Render every line of the records below as a JSON list of strings, one string per line, leaving out any blank lines.
[begin Data to use]
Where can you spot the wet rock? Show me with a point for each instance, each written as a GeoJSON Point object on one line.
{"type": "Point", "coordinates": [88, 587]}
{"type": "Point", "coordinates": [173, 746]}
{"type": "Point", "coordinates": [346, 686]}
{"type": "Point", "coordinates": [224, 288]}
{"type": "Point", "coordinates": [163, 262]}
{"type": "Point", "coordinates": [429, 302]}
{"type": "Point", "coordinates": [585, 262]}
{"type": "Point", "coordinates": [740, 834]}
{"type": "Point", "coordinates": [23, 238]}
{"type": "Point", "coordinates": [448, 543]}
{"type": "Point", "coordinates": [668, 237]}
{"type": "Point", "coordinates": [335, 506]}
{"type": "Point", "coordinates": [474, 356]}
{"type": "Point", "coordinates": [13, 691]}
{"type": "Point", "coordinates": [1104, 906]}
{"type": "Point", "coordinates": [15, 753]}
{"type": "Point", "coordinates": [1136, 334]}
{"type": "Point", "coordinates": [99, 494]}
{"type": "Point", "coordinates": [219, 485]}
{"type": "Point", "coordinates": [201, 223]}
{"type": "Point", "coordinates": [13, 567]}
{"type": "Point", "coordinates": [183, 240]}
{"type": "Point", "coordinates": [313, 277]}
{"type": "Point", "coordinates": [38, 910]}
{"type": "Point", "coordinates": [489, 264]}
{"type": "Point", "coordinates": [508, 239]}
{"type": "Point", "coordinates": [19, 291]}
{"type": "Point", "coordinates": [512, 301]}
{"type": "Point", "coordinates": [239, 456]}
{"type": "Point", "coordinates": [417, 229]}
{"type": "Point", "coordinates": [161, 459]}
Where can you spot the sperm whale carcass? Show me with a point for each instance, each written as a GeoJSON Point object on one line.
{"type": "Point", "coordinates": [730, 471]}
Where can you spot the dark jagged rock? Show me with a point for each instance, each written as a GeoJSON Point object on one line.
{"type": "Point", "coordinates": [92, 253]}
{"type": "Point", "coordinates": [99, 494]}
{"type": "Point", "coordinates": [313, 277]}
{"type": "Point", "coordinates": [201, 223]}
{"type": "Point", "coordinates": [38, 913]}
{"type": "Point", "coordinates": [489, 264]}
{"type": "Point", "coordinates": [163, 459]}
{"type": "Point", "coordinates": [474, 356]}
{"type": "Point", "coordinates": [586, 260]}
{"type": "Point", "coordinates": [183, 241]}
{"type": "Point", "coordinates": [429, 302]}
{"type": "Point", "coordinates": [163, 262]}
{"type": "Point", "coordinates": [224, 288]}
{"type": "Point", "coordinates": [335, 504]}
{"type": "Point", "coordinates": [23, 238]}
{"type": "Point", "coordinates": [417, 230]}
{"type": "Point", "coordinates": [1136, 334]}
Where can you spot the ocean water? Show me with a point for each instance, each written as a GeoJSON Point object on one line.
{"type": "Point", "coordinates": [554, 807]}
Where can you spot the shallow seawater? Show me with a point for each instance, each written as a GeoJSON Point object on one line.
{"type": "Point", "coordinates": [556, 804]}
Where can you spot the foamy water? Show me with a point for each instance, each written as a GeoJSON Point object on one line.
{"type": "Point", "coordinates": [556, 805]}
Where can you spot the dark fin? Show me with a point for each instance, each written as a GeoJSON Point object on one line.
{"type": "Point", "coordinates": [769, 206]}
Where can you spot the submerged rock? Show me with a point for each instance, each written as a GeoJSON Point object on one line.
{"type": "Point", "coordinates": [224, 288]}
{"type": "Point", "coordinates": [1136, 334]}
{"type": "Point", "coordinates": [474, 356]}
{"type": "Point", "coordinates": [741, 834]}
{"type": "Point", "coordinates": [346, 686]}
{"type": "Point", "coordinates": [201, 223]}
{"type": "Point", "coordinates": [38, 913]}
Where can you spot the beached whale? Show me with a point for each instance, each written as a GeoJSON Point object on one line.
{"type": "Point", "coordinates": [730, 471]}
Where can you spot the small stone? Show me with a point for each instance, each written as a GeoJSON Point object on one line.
[end Data to use]
_Worked answer_
[
  "Where can you spot the wet rock? Show me with a point for each instance, each written as a GeoJSON Point object on one line.",
  "{\"type\": \"Point\", \"coordinates\": [88, 587]}",
  "{\"type\": \"Point\", \"coordinates\": [173, 746]}",
  "{\"type\": \"Point\", \"coordinates\": [346, 686]}",
  "{\"type\": \"Point\", \"coordinates\": [224, 288]}",
  "{\"type\": \"Point\", \"coordinates\": [163, 262]}",
  "{\"type\": \"Point\", \"coordinates\": [429, 302]}",
  "{\"type\": \"Point\", \"coordinates\": [585, 262]}",
  "{\"type\": \"Point\", \"coordinates\": [740, 834]}",
  "{\"type\": \"Point\", \"coordinates\": [23, 238]}",
  "{\"type\": \"Point\", \"coordinates\": [448, 543]}",
  "{\"type\": \"Point\", \"coordinates\": [668, 237]}",
  "{\"type\": \"Point\", \"coordinates\": [335, 506]}",
  "{\"type\": \"Point\", \"coordinates\": [474, 356]}",
  "{\"type\": \"Point\", \"coordinates\": [13, 691]}",
  "{\"type\": \"Point\", \"coordinates\": [1104, 906]}",
  "{\"type\": \"Point\", \"coordinates\": [15, 753]}",
  "{\"type\": \"Point\", \"coordinates\": [1136, 334]}",
  "{\"type\": \"Point\", \"coordinates\": [99, 494]}",
  "{\"type\": \"Point\", \"coordinates\": [219, 485]}",
  "{\"type\": \"Point\", \"coordinates\": [201, 223]}",
  "{\"type\": \"Point\", \"coordinates\": [13, 567]}",
  "{\"type\": \"Point\", \"coordinates\": [183, 240]}",
  "{\"type\": \"Point\", \"coordinates\": [313, 277]}",
  "{\"type\": \"Point\", \"coordinates\": [38, 910]}",
  "{\"type\": \"Point\", \"coordinates\": [489, 264]}",
  "{\"type\": \"Point\", \"coordinates\": [508, 239]}",
  "{\"type\": \"Point\", \"coordinates\": [19, 291]}",
  "{\"type\": \"Point\", \"coordinates\": [512, 301]}",
  "{\"type\": \"Point\", \"coordinates\": [239, 456]}",
  "{\"type\": \"Point\", \"coordinates\": [417, 229]}",
  "{\"type\": \"Point\", \"coordinates\": [161, 459]}",
  "Where can you spot the sperm whale carcass? Show me with a point for each instance, each written as a GeoJSON Point object on one line.",
  "{\"type\": \"Point\", \"coordinates\": [730, 471]}",
  "Where can you spot the dark jagged rock? Show me with a point for each instance, each written as a GeoJSON Point object on one line.",
  "{\"type\": \"Point\", \"coordinates\": [92, 253]}",
  "{\"type\": \"Point\", \"coordinates\": [99, 494]}",
  "{\"type\": \"Point\", \"coordinates\": [313, 277]}",
  "{\"type\": \"Point\", \"coordinates\": [201, 223]}",
  "{\"type\": \"Point\", \"coordinates\": [38, 913]}",
  "{\"type\": \"Point\", \"coordinates\": [489, 264]}",
  "{\"type\": \"Point\", \"coordinates\": [163, 459]}",
  "{\"type\": \"Point\", \"coordinates\": [474, 356]}",
  "{\"type\": \"Point\", \"coordinates\": [586, 260]}",
  "{\"type\": \"Point\", \"coordinates\": [183, 241]}",
  "{\"type\": \"Point\", \"coordinates\": [429, 302]}",
  "{\"type\": \"Point\", \"coordinates\": [163, 262]}",
  "{\"type\": \"Point\", \"coordinates\": [224, 288]}",
  "{\"type\": \"Point\", \"coordinates\": [335, 504]}",
  "{\"type\": \"Point\", \"coordinates\": [23, 238]}",
  "{\"type\": \"Point\", \"coordinates\": [417, 230]}",
  "{\"type\": \"Point\", \"coordinates\": [1136, 334]}",
  "Where can you spot the ocean water? Show me with a point for each instance, each written as a GeoJSON Point object on one line.",
  "{\"type\": \"Point\", \"coordinates\": [554, 807]}",
  "Where can you spot the shallow seawater? Show me with a point for each instance, each written as a GeoJSON Point object on one line.",
  "{\"type\": \"Point\", \"coordinates\": [556, 804]}",
  "Where can you spot the foamy water? Show me with a point for each instance, each written as a GeoJSON Point object on one line.",
  "{\"type\": \"Point\", \"coordinates\": [556, 805]}",
  "Where can you spot the dark fin? Show me with a point for each instance, each written as a GeoJSON Point object on one line.",
  "{\"type\": \"Point\", \"coordinates\": [769, 206]}",
  "Where can you spot the submerged rock? Show me with a point for each instance, each written as a GeoJSON Point object on one line.",
  "{\"type\": \"Point\", \"coordinates\": [224, 288]}",
  "{\"type\": \"Point\", \"coordinates\": [1136, 334]}",
  "{\"type\": \"Point\", \"coordinates\": [474, 356]}",
  "{\"type\": \"Point\", \"coordinates\": [741, 834]}",
  "{\"type\": \"Point\", \"coordinates\": [346, 686]}",
  "{\"type\": \"Point\", \"coordinates\": [201, 223]}",
  "{\"type\": \"Point\", \"coordinates\": [38, 913]}",
  "Where can you spot the beached whale? Show me with a point for each instance, each written as a GeoJSON Point object on one line.",
  "{\"type\": \"Point\", \"coordinates\": [730, 471]}",
  "Where can you spot the small stone? Show me with a point for each instance, each written as a GeoJSON Point object on one line."
]